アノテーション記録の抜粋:
※

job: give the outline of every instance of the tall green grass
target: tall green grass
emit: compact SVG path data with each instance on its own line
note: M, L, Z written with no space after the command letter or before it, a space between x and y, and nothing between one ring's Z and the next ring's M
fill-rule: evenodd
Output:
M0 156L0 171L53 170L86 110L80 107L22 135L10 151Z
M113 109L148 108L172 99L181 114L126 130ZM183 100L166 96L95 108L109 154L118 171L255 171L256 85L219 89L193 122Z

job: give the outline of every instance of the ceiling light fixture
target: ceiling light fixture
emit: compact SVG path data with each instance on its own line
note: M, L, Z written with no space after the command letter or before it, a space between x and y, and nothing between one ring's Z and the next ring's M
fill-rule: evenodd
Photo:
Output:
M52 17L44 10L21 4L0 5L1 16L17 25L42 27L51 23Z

※

* 課題:
データの先頭から「M0 156L0 171L53」を含む行まで(その行も含む)を、空行を除いて、「番号」列に行番号、「行」列に各行を入れたMarkdownの表として出力してください。

* 解答:
| 番号 | 行 |
|---|---|
| 1 | job: give the outline of every instance of the tall green grass |
| 2 | target: tall green grass |
| 3 | emit: compact SVG path data with each instance on its own line |
| 4 | note: M, L, Z written with no space after the command letter or before it, a space between x and y, and nothing between one ring's Z and the next ring's M |
| 5 | fill-rule: evenodd |
| 6 | Output: |
| 7 | M0 156L0 171L53 170L86 110L80 107L22 135L10 151Z |